▶ [Work item] Exactly reproduce each of the entries shown below.

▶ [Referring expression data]
+ + + + +

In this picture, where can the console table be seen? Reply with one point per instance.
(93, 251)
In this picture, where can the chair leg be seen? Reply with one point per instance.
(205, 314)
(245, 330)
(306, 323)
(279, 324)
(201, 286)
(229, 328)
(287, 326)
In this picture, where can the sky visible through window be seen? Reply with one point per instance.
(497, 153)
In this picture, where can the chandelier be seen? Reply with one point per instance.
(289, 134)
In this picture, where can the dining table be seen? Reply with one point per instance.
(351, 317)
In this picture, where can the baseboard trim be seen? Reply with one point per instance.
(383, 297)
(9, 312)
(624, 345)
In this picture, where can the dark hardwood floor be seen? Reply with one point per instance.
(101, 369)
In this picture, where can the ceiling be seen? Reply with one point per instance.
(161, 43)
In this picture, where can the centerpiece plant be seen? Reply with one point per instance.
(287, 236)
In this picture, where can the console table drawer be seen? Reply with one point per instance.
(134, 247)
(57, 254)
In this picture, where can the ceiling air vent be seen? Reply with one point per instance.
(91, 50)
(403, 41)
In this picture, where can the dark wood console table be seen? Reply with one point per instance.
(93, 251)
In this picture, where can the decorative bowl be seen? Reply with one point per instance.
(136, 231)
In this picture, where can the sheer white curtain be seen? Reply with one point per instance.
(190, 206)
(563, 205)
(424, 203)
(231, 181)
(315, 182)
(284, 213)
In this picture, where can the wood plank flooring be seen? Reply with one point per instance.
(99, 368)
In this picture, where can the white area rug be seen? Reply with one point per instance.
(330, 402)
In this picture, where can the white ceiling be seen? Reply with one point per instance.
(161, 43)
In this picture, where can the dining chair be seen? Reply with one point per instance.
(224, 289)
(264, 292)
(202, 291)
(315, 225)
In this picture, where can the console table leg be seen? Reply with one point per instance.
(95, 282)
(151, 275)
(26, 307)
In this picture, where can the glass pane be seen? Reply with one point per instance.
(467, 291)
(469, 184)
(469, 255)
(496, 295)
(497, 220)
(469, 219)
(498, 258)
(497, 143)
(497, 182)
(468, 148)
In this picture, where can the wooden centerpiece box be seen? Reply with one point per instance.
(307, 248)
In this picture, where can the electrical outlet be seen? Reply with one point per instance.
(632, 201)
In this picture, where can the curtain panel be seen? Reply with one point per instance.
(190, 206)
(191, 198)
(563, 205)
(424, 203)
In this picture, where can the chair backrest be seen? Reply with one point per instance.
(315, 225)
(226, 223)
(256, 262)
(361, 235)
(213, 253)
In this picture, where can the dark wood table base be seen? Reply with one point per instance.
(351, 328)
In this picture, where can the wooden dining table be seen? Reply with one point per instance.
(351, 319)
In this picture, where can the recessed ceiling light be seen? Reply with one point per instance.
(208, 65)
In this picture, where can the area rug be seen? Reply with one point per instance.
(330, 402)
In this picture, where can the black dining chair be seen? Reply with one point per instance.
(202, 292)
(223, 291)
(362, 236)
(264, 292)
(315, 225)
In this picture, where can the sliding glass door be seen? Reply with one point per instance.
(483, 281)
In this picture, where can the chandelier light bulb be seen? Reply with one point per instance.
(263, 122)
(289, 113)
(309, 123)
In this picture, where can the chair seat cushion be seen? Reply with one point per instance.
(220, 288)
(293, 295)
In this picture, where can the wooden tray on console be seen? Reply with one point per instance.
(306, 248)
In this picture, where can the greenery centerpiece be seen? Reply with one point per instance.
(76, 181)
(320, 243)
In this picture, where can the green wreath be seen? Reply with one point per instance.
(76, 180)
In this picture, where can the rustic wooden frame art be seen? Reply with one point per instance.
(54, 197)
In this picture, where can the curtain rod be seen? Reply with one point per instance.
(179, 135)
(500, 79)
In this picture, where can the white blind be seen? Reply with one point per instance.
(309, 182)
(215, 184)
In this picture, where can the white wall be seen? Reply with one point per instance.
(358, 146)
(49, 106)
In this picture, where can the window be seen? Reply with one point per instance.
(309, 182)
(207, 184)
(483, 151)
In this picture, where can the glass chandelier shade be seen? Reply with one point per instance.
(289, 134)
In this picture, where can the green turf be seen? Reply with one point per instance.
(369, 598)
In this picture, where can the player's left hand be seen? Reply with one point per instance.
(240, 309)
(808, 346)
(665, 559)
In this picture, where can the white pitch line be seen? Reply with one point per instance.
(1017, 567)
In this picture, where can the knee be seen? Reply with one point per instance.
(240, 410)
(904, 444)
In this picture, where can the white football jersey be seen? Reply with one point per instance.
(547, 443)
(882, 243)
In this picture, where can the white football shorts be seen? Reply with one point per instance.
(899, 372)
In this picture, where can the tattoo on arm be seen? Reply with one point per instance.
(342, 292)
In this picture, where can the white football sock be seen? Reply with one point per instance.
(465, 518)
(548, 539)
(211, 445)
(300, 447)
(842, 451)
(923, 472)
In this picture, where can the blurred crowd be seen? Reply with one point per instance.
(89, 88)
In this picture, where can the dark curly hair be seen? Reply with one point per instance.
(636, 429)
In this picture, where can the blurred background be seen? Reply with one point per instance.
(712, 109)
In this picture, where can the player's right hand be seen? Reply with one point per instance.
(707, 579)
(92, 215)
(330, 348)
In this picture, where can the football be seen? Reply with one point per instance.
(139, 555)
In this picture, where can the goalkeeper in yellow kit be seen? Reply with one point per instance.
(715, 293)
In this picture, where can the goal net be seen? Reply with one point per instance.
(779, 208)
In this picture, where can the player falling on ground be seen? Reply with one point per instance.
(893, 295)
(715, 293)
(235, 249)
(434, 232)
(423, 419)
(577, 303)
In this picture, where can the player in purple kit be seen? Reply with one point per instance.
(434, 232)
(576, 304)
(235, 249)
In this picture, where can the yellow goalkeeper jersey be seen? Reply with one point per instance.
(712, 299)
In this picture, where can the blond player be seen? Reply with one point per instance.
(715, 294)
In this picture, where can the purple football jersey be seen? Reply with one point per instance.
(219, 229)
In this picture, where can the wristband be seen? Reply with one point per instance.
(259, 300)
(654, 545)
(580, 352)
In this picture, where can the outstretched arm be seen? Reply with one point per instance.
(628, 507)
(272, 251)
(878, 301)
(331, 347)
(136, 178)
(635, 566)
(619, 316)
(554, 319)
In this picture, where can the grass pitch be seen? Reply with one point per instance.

+ + + + +

▶ [Response area]
In this picture, where can the console table be seen? Reply with one point per instance.
(93, 251)
In this picture, where can the chair leg be seen? Reply with one point per instance.
(205, 314)
(245, 330)
(306, 323)
(279, 324)
(201, 286)
(229, 328)
(287, 326)
In this picture, where can the sky visible through window be seen? Reply with one point per instance.
(497, 153)
In this picture, where can the chandelier be seen? Reply with one point per instance.
(289, 134)
In this picture, where can the dining table be seen? Reply with one point per instance.
(351, 317)
In this picture, where can the baseboard trim be seen? Reply with one point per instance.
(383, 297)
(9, 312)
(624, 345)
In this picture, where can the dark hardwood floor be seen? Reply with one point per instance.
(101, 369)
In this picture, where can the ceiling be seen? Reply with one point per instance.
(161, 43)
In this picture, where can the centerpiece plant be seen? Reply with one point per instance.
(287, 236)
In this picture, where can the console table drawer be seen? Reply with one point per instance.
(134, 247)
(57, 254)
In this picture, where can the ceiling air vent be seen? Reply with one point per instance.
(91, 50)
(403, 41)
In this picture, where can the dark wood console table be seen? Reply with one point per instance.
(93, 251)
In this picture, where can the decorative bowl be seen? Reply with one point per instance.
(136, 231)
In this picture, where can the sheer white curtain be seen? Reply with one point per instance.
(190, 206)
(563, 205)
(424, 203)
(231, 181)
(315, 182)
(284, 213)
In this picture, where can the wood plank flooring be seen? Reply with one point per instance.
(99, 368)
In this picture, where can the white area rug be seen? Reply with one point per instance.
(330, 402)
In this picture, where can the white ceiling be seen? Reply with one point per instance.
(161, 43)
In this picture, where can the dining chair be seen? Reply with one point per instance.
(224, 289)
(264, 292)
(202, 291)
(315, 225)
In this picture, where can the console table leg be seen? Reply with one point per instance.
(95, 282)
(151, 275)
(26, 307)
In this picture, where can the glass pane be seen? Reply with one point per instance.
(467, 291)
(469, 184)
(469, 255)
(496, 295)
(497, 220)
(469, 219)
(498, 258)
(497, 143)
(497, 182)
(468, 148)
In this picture, where can the wooden centerpiece box be seen? Reply with one point per instance.
(307, 248)
In this picture, where can the electrical outlet be seen? Reply with one point per instance.
(632, 201)
In this picture, where can the curtain panel be seen? Reply with one point per instance.
(190, 206)
(191, 198)
(563, 205)
(424, 203)
In this picture, where can the chair backrest be seen? Reply with one point per instance.
(315, 225)
(226, 223)
(256, 262)
(361, 235)
(213, 253)
In this picture, where can the dark wood table base be seen? Reply with one point per instance.
(351, 328)
In this picture, where can the wooden dining table be seen? Reply with one point per instance.
(351, 319)
In this picture, where can the recessed ceiling light be seen? Reply with one point per instance.
(208, 65)
In this picture, where can the area rug be seen? Reply with one point per instance.
(330, 402)
In this picture, where can the black dining chair be seen? Reply with one point per instance.
(202, 292)
(223, 291)
(362, 236)
(264, 292)
(315, 225)
In this picture, where can the sliding glass door be seen? Reply with one point per instance.
(483, 281)
In this picture, where can the chandelier light bulb be seen? Reply with one point per instance.
(263, 122)
(289, 113)
(309, 123)
In this picture, where can the chair seat cushion be seen? Reply with one point per instance.
(220, 288)
(293, 295)
In this picture, where can the wooden tray on console be seen? Reply with one point per instance.
(306, 248)
In this picture, where can the greenery centerpiece be seen? Reply with one point per instance.
(76, 181)
(320, 243)
In this picture, where can the green wreath be seen? Reply with one point per instance.
(76, 180)
In this picture, where can the rustic wooden frame art be seen? Reply with one point per instance.
(54, 197)
In this picture, where can the curtain rod be seen? Reply with one point per instance.
(179, 135)
(500, 79)
In this picture, where can the white blind be seen? Reply with one point per instance.
(309, 182)
(215, 184)
In this picture, where can the white wall be seen? Reply with one point per instance.
(358, 146)
(49, 106)
In this picture, where can the window be seen? Reply with one point per instance.
(309, 182)
(207, 184)
(483, 151)
In this picture, where can the glass chandelier shade be seen? Reply with one point per instance.
(289, 134)
In this picture, where can the green turf be seen? Reply with one point per instance.
(369, 598)
In this picture, where can the player's left hand be seen? Reply with one point per instance.
(240, 309)
(808, 346)
(665, 559)
In this picture, where can the white pitch line be seen? Reply with one point per instance.
(1017, 567)
In this picture, where can the knee be seen? Reply with one point per instance.
(240, 410)
(904, 444)
In this picture, where can the white football jersey be seen? Reply with one point per instance.
(547, 443)
(882, 243)
In this picture, where can the white football shorts be seen? Reply with one point per instance.
(899, 372)
In this picture, where can the tattoo on arm be seen? Reply with one point per instance.
(342, 292)
In this picture, where can the white football sock be seen? Reply with one point per instance.
(465, 518)
(548, 539)
(211, 445)
(300, 447)
(842, 451)
(923, 472)
In this picture, where can the blurred crowd be seen? Reply with one point per instance.
(89, 88)
In this picture, where can the dark curly hair be seen? Reply with one point per instance.
(636, 429)
In this picture, where can the blurred background be seen? Reply with one point per instance.
(712, 109)
In this picture, where can the player's right hand be seen? Reply with one point per instance.
(707, 579)
(92, 215)
(330, 348)
In this picture, where can the football be seen? Reply with one point per instance.
(139, 555)
In this picture, where can the goalkeeper in yellow kit be seen? Reply with one point per instance.
(715, 293)
In this picture, where can the goal net be seen? Reply with one point per instance.
(779, 208)
In this picture, where can the player falling on ground be seen? Reply with one point per instance.
(893, 295)
(715, 293)
(235, 249)
(434, 232)
(423, 419)
(577, 303)
In this picture, where can the player in purple kit be seen? Reply with one point per instance.
(434, 232)
(576, 304)
(235, 249)
In this picture, where can the yellow goalkeeper jersey be seen? Reply with one point per instance.
(712, 299)
In this picture, where can the blond player be seen? Reply with one point per instance.
(715, 294)
In this picture, where can the purple football jersey be seen? Reply with one point per instance.
(219, 229)
In this picture, where can the wristband be seen? Reply with one point per instance.
(259, 300)
(654, 545)
(580, 352)
In this picture, where can the outstretched arm be seen? Reply with one point per instance.
(628, 507)
(272, 251)
(878, 301)
(331, 347)
(136, 178)
(635, 566)
(619, 316)
(554, 319)
In this picture, where can the grass pitch be seen? Reply with one point per instance.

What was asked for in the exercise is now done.